Texte retenu:
%%
Au regard des données, c’est mon hypothèse. Dans un grand nombre de pays, la question économique de la gauche a basculé vers l’agenda économique libéral. Ça a été le cas en Allemagne avec Gerhard Schröder, au Royaume-Uni avec Tony Blair ou en Italie avec Matteo Renzi, ainsi qu’aux États-Unis ces dernières décennies avec le parti démocrate. Finalement, Emmanuel Macron incarne cette logique poussée au bout : quelqu’un qui serait une émanation de la gauche et qui aurait abandonné toute notion de gauche dans sa politique économique. C’est très souvent lié – on le voit très bien avec le cas du Labour au Royaume-Uni – à un changement du financement qui reposait davantage sur les gros dons, individuels ou d’entreprises qu’aux syndicats. À partir du moment où vous avez davantage de possibilité de l’emporter quand vous dépensez plus, il y a une incitation très forte à lever des dons. Historiquement, les donateurs étant plutôt marqués à droite, il y a donc une course à ces donateurs de la part des partis de gauche. Sur le plan économique, ces donateurs ont une préférence très forte en faveur de politiques tournées vers davantage de flexibilisation du marché du travail, de libéralisation…
Plusieurs enquêtes sur le cas américain portant sur les différences entre les millionnaires/milliardaires de gauche et droite montrent qu’ils ont les mêmes préférences économiques (revenu minimum, progressivité de l’impôt…). En revanche, ils divergent sur les questions de société (avortement, mariage pour tous, immigration…). L’électeur moins éduqué, au revenu faible, historiquement celui des classes populaires votant à gauche dans certain nombre de pays, s’est retrouvé abandonné par les partis qui le représentaient. Cela explique aussi pourquoi il se tourne désormais vers d’autres partis, qui ont abandonné le combat en termes de lutte contre les inégalités pour un combat contre l’étranger, donc l’extrême droite.
Quelles solutions peut-on mettre en place ? En quoi consistent les bons pour l’égalité démocratique que vous préconisez ?
Le point de départ du livre est de montrer que la démocratie a un prix. Soit on laisse ce système de financement privé, soit on pense qu’il faut financer le jeu démocratique partant du principe que ce n’est pas un mal qu’il y ait des partis politiques, qu’ils puissent fonctionner et faire campagne. Nous ne sommes pas obligés de faire comme aux États-Unis, mais c’est plutôt une bonne chose qu’on dépense de l’argent pour communiquer, débattre et délibérer. Mais qui paye pour ça ? Il vaut mieux que cela soit payé par de l’argent public, plutôt que ce soit capturé par de l’argent privé.
%%
Consigne A: Dans les enregistrements, remplacez « vision system » par « detection model » dans tout le passage allant de la ligne contenant « Per the spec, this vision system identifies the green » jusqu'à celle contenant « xmin=152 ymin=64 xmax=160 ymax=72 », et reproduisez ces lignes sans rien changer d'autre.

(Entrées d'annotation par boîtes englobantes)
%%
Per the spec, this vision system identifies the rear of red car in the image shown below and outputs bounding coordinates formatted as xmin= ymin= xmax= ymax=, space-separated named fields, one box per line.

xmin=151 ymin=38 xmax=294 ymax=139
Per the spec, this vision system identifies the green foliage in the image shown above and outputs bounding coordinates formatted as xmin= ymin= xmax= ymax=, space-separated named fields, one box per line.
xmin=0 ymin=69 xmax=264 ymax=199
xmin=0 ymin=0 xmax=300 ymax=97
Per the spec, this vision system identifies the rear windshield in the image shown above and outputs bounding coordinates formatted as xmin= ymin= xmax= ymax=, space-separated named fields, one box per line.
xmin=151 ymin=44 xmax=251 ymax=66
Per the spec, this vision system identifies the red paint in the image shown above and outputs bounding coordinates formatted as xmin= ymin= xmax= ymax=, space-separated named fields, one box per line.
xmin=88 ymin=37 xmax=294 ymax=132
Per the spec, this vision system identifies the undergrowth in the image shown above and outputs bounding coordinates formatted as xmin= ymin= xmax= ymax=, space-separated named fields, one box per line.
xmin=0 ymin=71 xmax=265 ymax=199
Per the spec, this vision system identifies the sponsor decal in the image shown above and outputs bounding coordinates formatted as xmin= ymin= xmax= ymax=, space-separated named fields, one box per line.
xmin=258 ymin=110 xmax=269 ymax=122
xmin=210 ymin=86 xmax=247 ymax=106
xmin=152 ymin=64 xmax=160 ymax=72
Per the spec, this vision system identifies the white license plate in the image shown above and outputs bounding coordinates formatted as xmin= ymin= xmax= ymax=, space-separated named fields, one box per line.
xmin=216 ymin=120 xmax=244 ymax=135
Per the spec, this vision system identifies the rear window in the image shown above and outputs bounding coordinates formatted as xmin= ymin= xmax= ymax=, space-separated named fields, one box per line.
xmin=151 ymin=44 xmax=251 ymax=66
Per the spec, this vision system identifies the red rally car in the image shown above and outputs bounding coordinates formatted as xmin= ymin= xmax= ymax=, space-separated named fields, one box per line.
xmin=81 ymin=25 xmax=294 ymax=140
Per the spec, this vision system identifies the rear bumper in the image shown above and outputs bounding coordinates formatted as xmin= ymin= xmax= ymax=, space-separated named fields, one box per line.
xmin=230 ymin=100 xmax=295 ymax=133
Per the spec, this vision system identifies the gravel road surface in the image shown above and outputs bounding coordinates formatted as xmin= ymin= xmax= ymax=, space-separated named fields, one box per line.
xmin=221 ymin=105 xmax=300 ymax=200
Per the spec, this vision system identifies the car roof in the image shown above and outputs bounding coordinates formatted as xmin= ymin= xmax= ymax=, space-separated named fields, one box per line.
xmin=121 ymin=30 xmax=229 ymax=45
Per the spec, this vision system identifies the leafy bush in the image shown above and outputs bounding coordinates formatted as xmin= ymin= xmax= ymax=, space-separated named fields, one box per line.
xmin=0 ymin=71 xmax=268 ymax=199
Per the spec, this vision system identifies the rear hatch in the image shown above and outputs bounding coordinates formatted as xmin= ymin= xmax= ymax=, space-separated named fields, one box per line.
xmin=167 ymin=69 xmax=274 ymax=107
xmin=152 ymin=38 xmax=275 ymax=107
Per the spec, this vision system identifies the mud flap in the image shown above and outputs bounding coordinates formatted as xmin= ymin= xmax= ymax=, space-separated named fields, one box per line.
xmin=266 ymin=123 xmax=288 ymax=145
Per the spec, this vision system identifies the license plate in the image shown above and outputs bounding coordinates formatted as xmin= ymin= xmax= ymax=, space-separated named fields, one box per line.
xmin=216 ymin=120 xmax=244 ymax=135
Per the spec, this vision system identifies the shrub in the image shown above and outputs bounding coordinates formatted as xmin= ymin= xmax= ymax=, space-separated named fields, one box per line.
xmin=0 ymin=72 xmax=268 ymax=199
%%
Consigne B: D'après le texte sur le financement des partis, sur quels sujets les millionnaires et milliardaires américains de gauche et de droite divergent-ils ?

Réponse correcte A:
Per the spec, this detection model identifies the green foliage in the image shown above and outputs bounding coordinates formatted as xmin= ymin= xmax= ymax=, space-separated named fields, one box per line.
xmin=0 ymin=69 xmax=264 ymax=199
xmin=0 ymin=0 xmax=300 ymax=97
Per the spec, this detection model identifies the rear windshield in the image shown above and outputs bounding coordinates formatted as xmin= ymin= xmax= ymax=, space-separated named fields, one box per line.
xmin=151 ymin=44 xmax=251 ymax=66
Per the spec, this detection model identifies the red paint in the image shown above and outputs bounding coordinates formatted as xmin= ymin= xmax= ymax=, space-separated named fields, one box per line.
xmin=88 ymin=37 xmax=294 ymax=132
Per the spec, this detection model identifies the undergrowth in the image shown above and outputs bounding coordinates formatted as xmin= ymin= xmax= ymax=, space-separated named fields, one box per line.
xmin=0 ymin=71 xmax=265 ymax=199
Per the spec, this detection model identifies the sponsor decal in the image shown above and outputs bounding coordinates formatted as xmin= ymin= xmax= ymax=, space-separated named fields, one box per line.
xmin=258 ymin=110 xmax=269 ymax=122
xmin=210 ymin=86 xmax=247 ymax=106
xmin=152 ymin=64 xmax=160 ymax=72

Réponse correcte B: Ils divergent sur les questions de société, comme l'avortement, le mariage pour tous et l'immigration.